Rewrite the material below, replacing "dot" with "point" and leaving everything else unchanged.

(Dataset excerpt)

***

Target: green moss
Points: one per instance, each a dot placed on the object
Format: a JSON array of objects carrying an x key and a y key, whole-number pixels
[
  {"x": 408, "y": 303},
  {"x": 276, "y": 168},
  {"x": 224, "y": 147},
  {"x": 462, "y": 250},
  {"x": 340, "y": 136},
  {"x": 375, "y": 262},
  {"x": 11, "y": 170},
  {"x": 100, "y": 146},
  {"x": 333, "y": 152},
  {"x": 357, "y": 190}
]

***

■ **SOLUTION**
Target: green moss
Points: one per instance, each a point placed on the object
Format: a JSON array of objects carrying an x key and a y key, whole-number pixels
[
  {"x": 408, "y": 303},
  {"x": 276, "y": 168},
  {"x": 224, "y": 147},
  {"x": 462, "y": 250},
  {"x": 340, "y": 136},
  {"x": 375, "y": 262},
  {"x": 11, "y": 170},
  {"x": 100, "y": 146},
  {"x": 333, "y": 152},
  {"x": 357, "y": 190}
]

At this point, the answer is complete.